» GIVEN INSTRUCTION A
Write out, word for word, the part of the screenwriting feedback below that opens with the words containing "I have only" and closes with "get you started.".
» GIVEN INSTRUCTION B
Render this sentence from the screenwriting feedback below into Spanish: "They have small plates of Turkish appetizers (meze) in front of them."
» GIVEN INSTRUCTION C
Answer these questions using the screenwriting feedback below.
(i) How much of the script does the reviewer say they read?
(ii) What example does the reviewer give of proper formatting for a scene header?
(iii) What drink are Enver and Deniz drinking?

» SELECTED EXTRACT
>> start
I have only read the first page as it is clear you need to do some more study/research of the craft, but below are a few tips/general rules to get you started.

EXT. RESTAURANT - NIGHT - this is the proper formatting for scene headers


Quoted Text
(1)A cozy restaurant under trees. (2)Friday night. All tables are
full. (3) The restaurant is in a neighborhood where it feels safe
to be drinking alcohol in a Muslim country. Enver and Deniz
are sitting in a small table. Enver is a good looking guy,
good haircut, looks fit, hiding a beer belly. He is a charmer
and (4) being funny is how he can acquaints with new people.
Deniz is a charming woman. (5) Early twenties, confident and very
outgoing. They have small plates of Turkish appetizers (meze)
in front of them. (6) They are drinking Rakı, a traditional
Turkish drink.


(1) Repeating the scene heading in the first line is considered a waste of words - we are aiming to tell as much as we can, in as few words as possible - so repeating ourselves is counterproductive.
>> end
» DATA RECORDS
>> start
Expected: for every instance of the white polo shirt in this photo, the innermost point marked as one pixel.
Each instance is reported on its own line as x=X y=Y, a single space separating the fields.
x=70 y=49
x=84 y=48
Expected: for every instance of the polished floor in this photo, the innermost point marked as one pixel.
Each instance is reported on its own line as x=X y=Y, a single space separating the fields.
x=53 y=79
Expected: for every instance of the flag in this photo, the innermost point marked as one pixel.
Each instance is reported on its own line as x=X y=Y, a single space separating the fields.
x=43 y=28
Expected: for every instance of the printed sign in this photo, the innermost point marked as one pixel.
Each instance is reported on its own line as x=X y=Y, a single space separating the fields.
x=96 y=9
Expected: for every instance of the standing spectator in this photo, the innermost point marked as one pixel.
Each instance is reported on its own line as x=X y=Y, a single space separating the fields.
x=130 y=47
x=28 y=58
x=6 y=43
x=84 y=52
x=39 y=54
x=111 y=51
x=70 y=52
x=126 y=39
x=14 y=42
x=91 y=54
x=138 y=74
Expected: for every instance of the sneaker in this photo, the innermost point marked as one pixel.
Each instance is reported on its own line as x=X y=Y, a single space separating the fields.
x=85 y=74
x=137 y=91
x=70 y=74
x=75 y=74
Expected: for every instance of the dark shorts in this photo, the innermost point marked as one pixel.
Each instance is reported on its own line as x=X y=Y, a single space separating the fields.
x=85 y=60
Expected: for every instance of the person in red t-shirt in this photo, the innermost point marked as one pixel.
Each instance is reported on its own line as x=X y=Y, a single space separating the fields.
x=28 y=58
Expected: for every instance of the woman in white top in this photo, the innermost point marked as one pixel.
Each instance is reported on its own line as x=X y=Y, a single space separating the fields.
>> end
» FINAL ANSWER A
I have only read the first page as it is clear you need to do some more study/research of the craft, but below are a few tips/general rules to get you started.

» FINAL ANSWER B
Tienen delante pequeños platos de aperitivos turcos (meze).

» FINAL ANSWER C
(i) Only the first page.
(ii) EXT. RESTAURANT - NIGHT
(iii) Rakı, a traditional Turkish drink.